▶ _Activity_
Rewrite the entries from the beginning through the line containing "177L425 194L416 193L410", changing every "rough mask" to "coarse mask" and leaving everything else the same.

(Entries provided Opens)

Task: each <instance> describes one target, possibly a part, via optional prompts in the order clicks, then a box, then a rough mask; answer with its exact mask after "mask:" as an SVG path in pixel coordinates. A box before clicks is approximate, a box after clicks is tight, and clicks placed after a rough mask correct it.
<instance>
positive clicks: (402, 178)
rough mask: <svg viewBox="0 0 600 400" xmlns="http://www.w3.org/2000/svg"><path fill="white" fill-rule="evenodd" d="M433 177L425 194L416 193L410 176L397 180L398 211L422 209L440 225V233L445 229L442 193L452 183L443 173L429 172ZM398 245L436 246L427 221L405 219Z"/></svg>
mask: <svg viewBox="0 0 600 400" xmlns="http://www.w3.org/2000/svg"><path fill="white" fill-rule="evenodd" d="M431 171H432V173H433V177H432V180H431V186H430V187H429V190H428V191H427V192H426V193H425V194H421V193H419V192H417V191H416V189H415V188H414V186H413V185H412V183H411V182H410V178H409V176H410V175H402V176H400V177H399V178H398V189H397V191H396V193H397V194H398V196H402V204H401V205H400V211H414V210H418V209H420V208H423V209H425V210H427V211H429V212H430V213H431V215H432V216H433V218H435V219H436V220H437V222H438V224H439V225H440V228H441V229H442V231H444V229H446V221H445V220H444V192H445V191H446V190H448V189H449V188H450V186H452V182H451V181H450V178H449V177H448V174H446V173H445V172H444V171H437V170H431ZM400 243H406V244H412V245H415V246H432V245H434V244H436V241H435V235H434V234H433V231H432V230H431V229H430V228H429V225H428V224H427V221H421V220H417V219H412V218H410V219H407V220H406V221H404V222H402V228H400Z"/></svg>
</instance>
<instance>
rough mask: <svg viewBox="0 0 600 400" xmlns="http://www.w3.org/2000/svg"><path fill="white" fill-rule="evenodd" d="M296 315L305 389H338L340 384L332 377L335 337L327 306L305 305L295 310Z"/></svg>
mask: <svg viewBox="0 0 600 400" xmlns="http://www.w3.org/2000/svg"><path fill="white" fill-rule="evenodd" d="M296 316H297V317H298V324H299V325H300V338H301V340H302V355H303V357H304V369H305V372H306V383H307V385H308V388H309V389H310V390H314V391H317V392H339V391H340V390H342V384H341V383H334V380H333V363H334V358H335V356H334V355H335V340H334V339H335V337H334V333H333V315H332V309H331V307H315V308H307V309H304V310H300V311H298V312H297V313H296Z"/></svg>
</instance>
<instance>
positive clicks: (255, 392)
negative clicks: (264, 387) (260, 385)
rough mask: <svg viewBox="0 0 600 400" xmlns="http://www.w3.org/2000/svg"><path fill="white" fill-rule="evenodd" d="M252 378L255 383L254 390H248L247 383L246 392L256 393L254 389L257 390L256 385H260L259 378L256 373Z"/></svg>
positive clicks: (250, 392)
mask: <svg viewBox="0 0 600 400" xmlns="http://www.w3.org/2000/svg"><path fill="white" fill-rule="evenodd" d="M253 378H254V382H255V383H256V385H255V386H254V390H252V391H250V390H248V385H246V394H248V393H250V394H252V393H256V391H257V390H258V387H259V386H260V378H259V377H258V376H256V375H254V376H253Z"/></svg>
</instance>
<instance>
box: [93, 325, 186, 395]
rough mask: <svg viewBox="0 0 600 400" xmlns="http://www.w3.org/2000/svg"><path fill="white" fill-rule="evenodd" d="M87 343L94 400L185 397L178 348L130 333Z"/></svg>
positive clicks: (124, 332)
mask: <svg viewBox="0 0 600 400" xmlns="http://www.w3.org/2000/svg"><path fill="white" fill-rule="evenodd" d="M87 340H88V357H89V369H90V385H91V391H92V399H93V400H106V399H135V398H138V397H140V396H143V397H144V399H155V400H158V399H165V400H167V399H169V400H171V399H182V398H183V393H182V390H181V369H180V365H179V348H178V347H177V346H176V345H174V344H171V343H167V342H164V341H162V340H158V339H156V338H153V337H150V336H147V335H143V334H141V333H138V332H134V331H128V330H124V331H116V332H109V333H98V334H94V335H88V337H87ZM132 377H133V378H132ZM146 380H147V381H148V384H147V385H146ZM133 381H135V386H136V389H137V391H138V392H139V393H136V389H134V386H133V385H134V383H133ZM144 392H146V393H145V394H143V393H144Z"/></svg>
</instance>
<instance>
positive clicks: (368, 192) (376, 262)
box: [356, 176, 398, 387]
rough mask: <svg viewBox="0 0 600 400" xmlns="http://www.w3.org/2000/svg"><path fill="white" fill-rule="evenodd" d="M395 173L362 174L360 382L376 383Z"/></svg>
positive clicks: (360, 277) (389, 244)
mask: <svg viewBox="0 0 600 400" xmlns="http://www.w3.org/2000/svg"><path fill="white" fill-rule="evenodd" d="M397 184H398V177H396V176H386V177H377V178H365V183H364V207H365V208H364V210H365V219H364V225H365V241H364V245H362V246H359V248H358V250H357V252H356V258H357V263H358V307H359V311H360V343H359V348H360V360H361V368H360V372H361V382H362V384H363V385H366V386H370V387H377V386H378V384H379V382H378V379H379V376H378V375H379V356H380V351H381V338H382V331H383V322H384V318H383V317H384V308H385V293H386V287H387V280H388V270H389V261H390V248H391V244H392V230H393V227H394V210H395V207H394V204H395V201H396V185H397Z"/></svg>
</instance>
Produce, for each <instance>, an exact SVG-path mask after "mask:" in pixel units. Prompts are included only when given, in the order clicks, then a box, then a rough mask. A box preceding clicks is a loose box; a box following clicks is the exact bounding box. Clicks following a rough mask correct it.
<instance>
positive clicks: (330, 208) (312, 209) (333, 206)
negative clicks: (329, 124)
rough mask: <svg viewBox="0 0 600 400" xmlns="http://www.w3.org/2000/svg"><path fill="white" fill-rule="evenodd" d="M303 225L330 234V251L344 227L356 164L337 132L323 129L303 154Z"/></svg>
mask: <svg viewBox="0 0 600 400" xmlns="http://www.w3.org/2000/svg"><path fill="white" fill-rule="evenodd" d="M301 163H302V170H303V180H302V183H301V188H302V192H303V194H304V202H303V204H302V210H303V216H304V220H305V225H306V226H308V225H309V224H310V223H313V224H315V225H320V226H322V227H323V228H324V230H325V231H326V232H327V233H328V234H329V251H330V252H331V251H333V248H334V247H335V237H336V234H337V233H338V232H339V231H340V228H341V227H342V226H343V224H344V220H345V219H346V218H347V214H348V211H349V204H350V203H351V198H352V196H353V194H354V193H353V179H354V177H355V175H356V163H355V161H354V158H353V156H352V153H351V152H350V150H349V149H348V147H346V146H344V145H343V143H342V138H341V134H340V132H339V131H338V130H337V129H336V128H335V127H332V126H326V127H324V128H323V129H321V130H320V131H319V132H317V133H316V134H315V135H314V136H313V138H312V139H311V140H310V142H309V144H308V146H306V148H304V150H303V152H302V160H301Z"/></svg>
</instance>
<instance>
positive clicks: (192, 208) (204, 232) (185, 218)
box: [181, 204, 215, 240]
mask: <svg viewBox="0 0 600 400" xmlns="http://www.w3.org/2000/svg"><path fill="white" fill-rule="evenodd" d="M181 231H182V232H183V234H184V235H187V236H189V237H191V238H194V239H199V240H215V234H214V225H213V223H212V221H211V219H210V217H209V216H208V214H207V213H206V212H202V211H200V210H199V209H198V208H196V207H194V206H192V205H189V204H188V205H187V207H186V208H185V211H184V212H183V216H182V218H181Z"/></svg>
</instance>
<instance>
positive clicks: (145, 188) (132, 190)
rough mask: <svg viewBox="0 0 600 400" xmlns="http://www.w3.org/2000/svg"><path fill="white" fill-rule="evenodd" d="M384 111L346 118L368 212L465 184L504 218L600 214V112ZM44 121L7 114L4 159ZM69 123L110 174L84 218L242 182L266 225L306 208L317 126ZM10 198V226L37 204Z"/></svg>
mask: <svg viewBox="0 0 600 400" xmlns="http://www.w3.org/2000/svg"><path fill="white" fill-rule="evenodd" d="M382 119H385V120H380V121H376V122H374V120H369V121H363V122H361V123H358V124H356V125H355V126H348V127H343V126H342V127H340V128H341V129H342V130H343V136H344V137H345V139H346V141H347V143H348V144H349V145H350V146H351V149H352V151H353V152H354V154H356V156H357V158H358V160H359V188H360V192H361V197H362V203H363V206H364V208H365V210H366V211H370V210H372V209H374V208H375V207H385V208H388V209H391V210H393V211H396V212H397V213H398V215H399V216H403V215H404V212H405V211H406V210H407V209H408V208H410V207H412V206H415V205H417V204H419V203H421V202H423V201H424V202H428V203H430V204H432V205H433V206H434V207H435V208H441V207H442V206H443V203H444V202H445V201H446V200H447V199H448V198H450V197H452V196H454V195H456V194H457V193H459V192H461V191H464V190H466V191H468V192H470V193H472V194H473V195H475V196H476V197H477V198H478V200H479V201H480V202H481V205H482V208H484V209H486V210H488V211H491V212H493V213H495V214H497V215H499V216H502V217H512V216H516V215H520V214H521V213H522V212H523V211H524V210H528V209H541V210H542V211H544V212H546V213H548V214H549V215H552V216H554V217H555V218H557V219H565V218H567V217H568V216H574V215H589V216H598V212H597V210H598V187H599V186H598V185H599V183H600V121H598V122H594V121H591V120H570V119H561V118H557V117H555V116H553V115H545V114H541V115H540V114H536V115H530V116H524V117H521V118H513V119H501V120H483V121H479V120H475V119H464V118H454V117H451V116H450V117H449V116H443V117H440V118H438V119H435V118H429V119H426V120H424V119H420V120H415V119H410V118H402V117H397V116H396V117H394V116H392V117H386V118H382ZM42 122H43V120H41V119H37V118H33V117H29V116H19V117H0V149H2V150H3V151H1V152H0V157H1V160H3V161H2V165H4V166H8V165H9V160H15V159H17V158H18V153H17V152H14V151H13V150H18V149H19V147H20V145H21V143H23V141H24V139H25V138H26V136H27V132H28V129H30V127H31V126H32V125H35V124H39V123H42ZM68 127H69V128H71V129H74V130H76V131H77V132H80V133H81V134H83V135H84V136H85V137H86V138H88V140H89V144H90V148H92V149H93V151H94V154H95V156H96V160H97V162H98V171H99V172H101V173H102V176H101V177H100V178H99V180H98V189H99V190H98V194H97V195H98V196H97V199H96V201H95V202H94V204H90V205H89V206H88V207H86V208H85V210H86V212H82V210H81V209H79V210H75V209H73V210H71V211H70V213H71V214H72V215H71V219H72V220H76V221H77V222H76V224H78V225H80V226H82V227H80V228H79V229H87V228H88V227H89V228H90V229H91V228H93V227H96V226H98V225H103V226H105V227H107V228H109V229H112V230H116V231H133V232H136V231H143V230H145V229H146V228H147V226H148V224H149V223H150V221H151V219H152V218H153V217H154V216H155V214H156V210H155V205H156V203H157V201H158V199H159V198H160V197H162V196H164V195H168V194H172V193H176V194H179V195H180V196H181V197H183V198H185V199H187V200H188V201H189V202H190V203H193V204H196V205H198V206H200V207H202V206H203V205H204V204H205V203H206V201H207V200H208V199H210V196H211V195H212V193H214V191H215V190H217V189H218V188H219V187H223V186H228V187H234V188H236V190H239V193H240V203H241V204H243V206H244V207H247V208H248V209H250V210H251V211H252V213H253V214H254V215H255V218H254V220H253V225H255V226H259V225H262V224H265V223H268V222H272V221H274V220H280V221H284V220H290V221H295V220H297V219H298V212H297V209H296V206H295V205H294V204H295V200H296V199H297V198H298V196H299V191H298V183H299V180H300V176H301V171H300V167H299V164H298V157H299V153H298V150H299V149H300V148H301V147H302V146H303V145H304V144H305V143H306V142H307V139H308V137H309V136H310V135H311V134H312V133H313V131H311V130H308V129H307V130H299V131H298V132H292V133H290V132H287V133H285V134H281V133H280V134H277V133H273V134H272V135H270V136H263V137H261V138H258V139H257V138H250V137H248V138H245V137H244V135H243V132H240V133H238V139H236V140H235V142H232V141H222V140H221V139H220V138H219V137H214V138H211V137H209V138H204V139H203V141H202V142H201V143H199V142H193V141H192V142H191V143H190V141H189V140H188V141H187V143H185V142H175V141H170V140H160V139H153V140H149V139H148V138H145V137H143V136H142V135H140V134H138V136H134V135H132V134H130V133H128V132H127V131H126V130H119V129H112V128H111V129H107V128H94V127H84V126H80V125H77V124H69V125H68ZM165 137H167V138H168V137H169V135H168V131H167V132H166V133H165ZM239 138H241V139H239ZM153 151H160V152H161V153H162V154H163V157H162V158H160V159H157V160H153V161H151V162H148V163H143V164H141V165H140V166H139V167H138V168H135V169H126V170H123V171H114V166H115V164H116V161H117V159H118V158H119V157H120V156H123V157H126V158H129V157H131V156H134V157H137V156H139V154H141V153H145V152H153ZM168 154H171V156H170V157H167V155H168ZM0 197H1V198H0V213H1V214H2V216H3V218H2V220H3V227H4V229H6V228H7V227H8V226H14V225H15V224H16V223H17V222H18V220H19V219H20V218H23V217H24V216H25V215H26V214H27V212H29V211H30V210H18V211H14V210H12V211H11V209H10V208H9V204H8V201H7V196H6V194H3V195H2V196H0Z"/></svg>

(Entries provided Closes)

▶ _Solved problem_
Task: each <instance> describes one target, possibly a part, via optional prompts in the order clicks, then a box, then a coarse mask; answer with its exact mask after "mask:" as an SVG path in pixel coordinates. A box before clicks is approximate, a box after clicks is tight, and clicks placed after a coarse mask correct it.
<instance>
positive clicks: (402, 178)
coarse mask: <svg viewBox="0 0 600 400" xmlns="http://www.w3.org/2000/svg"><path fill="white" fill-rule="evenodd" d="M433 177L425 194L416 193L410 176L397 180L398 211L422 209L440 225V233L445 229L442 193L452 183L443 173L429 172ZM398 245L436 246L427 221L405 219Z"/></svg>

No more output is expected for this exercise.